Material for the task:
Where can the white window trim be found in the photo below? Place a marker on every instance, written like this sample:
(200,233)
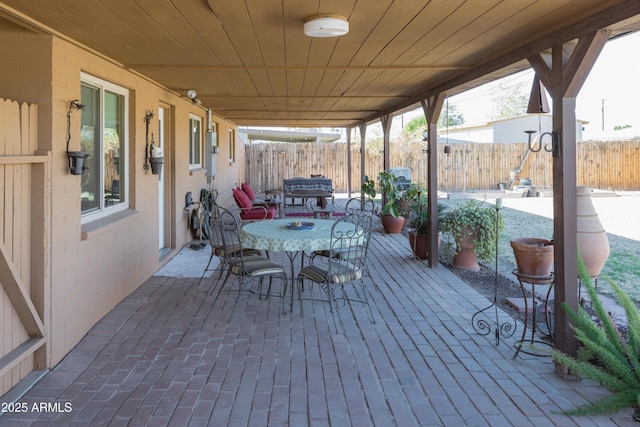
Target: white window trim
(105,211)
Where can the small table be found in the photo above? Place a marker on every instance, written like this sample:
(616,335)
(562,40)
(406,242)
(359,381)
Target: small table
(274,235)
(273,201)
(327,211)
(533,281)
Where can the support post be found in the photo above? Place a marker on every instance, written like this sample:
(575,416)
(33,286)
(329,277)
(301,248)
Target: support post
(432,107)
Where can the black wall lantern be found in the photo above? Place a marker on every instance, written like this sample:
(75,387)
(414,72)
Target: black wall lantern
(77,159)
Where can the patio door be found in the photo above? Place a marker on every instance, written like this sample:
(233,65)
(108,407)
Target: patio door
(164,188)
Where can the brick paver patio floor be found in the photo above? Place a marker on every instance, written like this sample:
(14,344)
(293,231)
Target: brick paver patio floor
(168,356)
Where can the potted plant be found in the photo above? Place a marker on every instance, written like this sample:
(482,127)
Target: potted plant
(419,225)
(391,219)
(475,231)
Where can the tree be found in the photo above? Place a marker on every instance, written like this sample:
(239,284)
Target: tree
(450,116)
(509,100)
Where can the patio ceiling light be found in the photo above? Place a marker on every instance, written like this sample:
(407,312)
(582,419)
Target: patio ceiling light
(326,26)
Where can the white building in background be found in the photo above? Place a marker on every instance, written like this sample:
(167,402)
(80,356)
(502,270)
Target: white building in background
(504,130)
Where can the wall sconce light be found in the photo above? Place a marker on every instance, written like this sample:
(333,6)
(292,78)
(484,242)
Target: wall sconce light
(193,96)
(77,159)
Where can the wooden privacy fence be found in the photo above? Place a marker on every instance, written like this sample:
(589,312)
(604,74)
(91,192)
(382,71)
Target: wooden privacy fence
(24,253)
(607,165)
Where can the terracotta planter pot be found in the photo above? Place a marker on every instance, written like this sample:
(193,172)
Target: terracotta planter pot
(534,257)
(466,258)
(391,224)
(592,238)
(420,244)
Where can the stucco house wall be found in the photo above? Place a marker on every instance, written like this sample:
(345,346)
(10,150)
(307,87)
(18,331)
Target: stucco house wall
(95,265)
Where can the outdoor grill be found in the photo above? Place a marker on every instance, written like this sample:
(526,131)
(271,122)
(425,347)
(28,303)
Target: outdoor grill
(404,176)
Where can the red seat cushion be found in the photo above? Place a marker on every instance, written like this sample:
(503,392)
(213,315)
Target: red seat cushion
(243,201)
(258,213)
(246,187)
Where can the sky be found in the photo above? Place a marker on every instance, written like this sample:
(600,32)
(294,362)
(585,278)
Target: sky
(614,79)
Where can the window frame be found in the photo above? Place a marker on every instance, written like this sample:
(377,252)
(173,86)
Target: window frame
(103,210)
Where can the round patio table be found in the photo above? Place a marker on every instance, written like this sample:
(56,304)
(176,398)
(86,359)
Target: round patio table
(275,235)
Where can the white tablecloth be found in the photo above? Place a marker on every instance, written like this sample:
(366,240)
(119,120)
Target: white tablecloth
(273,235)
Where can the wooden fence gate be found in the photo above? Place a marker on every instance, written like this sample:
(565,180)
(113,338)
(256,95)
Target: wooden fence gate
(24,244)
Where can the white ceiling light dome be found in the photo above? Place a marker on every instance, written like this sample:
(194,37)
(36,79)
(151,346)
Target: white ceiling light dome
(326,26)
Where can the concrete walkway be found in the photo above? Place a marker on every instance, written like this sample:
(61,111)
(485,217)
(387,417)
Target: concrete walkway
(168,356)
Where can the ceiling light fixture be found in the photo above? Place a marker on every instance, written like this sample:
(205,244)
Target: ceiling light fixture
(326,26)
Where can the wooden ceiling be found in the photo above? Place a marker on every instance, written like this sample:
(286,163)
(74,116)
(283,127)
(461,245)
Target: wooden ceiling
(250,61)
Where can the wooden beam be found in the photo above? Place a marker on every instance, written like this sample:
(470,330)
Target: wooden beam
(20,353)
(27,313)
(570,65)
(432,107)
(363,133)
(386,138)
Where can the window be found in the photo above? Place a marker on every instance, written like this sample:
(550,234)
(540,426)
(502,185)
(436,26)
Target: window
(103,134)
(232,146)
(195,141)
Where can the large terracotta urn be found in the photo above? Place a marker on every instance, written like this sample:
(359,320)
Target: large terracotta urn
(465,258)
(592,238)
(534,257)
(392,224)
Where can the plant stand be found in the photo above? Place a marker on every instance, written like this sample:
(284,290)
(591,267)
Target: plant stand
(481,321)
(532,345)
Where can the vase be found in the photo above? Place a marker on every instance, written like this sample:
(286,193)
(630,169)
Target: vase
(592,238)
(534,257)
(392,224)
(465,257)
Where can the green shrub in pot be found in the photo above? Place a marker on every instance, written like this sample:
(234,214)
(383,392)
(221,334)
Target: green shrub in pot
(472,216)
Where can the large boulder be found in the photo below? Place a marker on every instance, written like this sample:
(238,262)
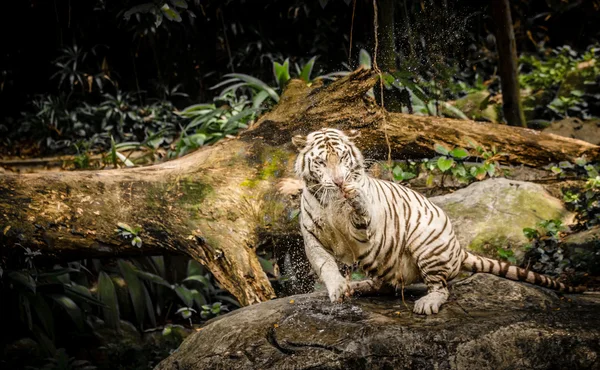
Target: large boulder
(489,323)
(492,214)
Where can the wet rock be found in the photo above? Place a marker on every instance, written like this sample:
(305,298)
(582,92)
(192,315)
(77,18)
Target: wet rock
(489,323)
(492,214)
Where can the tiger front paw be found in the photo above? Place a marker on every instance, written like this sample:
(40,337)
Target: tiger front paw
(339,291)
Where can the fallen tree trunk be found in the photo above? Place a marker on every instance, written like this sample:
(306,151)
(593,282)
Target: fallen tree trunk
(216,203)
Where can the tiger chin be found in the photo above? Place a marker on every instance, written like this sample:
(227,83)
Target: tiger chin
(396,235)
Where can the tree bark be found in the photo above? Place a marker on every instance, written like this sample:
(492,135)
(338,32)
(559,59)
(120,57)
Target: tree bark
(508,64)
(219,202)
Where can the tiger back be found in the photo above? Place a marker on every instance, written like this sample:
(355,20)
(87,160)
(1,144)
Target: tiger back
(395,234)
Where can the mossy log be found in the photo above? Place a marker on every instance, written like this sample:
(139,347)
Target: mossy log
(217,203)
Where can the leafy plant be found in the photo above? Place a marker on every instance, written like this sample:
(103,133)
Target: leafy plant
(62,361)
(544,250)
(585,202)
(563,82)
(507,254)
(127,232)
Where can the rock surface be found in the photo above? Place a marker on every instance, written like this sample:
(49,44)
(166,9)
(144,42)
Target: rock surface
(488,323)
(491,214)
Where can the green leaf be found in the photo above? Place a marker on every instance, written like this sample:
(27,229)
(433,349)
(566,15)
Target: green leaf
(490,169)
(259,98)
(25,311)
(179,3)
(81,294)
(56,272)
(142,8)
(23,279)
(153,278)
(199,298)
(444,163)
(307,70)
(459,171)
(282,72)
(194,268)
(149,307)
(185,295)
(364,59)
(266,265)
(227,299)
(255,83)
(441,149)
(581,161)
(451,110)
(199,278)
(170,13)
(159,263)
(135,289)
(42,310)
(108,295)
(185,312)
(478,172)
(113,152)
(70,308)
(459,153)
(124,159)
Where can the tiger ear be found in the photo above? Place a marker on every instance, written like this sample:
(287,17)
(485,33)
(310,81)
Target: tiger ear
(353,134)
(299,141)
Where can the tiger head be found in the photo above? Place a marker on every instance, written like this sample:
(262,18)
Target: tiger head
(328,158)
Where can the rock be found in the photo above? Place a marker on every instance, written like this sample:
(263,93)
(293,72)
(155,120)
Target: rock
(489,323)
(577,129)
(492,214)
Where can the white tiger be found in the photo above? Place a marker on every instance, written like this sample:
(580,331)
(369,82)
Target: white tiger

What is being asked: Only lines with the word "below" belong in the answer; copy each of them from the material above.

Solved problem:
Where can the white window trim be found in the photo below? Place a marker on every instance, written like this sample:
Where can the large boulder be found in the photo below? Place a marker on every instance, written like this sample:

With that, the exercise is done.